» **PROBLEM STATEMENT**: The required output is the exact sequence of lines from the line holding "Wildlife-tally request: point out every instance of the wooden" to the end of the records, inclusive.

» **MATERIAL FOR THIS EXERCISE**:
_ _ _ _
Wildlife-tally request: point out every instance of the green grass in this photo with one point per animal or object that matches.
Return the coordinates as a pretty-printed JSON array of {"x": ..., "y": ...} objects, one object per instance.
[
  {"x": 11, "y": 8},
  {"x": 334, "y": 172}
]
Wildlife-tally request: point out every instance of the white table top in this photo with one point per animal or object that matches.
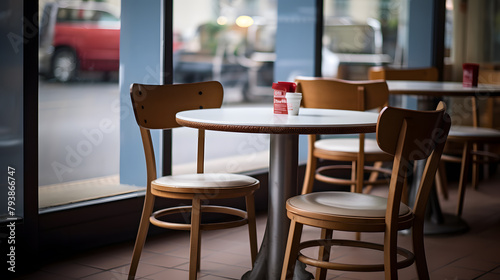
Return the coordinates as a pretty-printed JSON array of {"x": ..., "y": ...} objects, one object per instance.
[
  {"x": 263, "y": 120},
  {"x": 441, "y": 88}
]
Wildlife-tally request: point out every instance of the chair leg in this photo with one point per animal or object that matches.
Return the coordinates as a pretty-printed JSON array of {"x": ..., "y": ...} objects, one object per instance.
[
  {"x": 194, "y": 254},
  {"x": 390, "y": 254},
  {"x": 462, "y": 183},
  {"x": 353, "y": 176},
  {"x": 441, "y": 180},
  {"x": 419, "y": 251},
  {"x": 324, "y": 254},
  {"x": 252, "y": 228},
  {"x": 373, "y": 176},
  {"x": 141, "y": 234},
  {"x": 292, "y": 250}
]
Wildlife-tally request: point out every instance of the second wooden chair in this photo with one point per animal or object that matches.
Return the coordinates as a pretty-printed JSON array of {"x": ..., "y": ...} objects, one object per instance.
[
  {"x": 330, "y": 93},
  {"x": 400, "y": 132},
  {"x": 155, "y": 107}
]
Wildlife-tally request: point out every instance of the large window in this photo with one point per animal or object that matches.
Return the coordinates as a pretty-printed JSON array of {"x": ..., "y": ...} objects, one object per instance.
[
  {"x": 359, "y": 34},
  {"x": 79, "y": 106},
  {"x": 232, "y": 42}
]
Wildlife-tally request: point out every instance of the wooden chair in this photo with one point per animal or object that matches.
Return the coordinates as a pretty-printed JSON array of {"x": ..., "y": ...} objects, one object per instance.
[
  {"x": 155, "y": 107},
  {"x": 408, "y": 135},
  {"x": 403, "y": 74},
  {"x": 412, "y": 74},
  {"x": 333, "y": 93}
]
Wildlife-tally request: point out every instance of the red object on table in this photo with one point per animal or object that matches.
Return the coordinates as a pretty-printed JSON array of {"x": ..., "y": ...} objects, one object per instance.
[
  {"x": 470, "y": 74},
  {"x": 280, "y": 90}
]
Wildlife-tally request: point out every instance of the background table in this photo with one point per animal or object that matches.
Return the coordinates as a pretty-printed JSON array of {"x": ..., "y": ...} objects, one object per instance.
[
  {"x": 284, "y": 131},
  {"x": 440, "y": 89},
  {"x": 429, "y": 93}
]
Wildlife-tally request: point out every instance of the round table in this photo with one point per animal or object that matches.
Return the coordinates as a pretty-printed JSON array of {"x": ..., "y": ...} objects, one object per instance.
_ _ _ _
» **OUTPUT**:
Wildlife-tally request: point out every instance of the wooden chair in this photo with one point per animal or object that matches.
Return the coordinates as a pretty-printed JSON array of {"x": ..., "y": ...} objects, one object per instance.
[
  {"x": 155, "y": 107},
  {"x": 408, "y": 135},
  {"x": 403, "y": 74},
  {"x": 412, "y": 74},
  {"x": 333, "y": 93}
]
Wildlife-tally request: point out every instance of the red object on table in this photo with one point per animal or object that matches.
Return the coordinates as a pretty-printed JSON array of {"x": ..., "y": ...} objects, one object per instance.
[
  {"x": 470, "y": 74},
  {"x": 280, "y": 90}
]
Wildlife-tally request: point out every instance of the background table in this photo with one point per animal or object that matches.
Return the coordinates as a pretty-printed JSON array of {"x": ..., "y": ...} objects, one object per instance.
[
  {"x": 284, "y": 131},
  {"x": 440, "y": 89},
  {"x": 429, "y": 93}
]
Wildlife-tally request: point out every instance of the round table in this photo with one point per animal or object that matches.
Return the coordinates as a pretty-printed JSON array of {"x": ..., "y": ...} objects, one object per instance.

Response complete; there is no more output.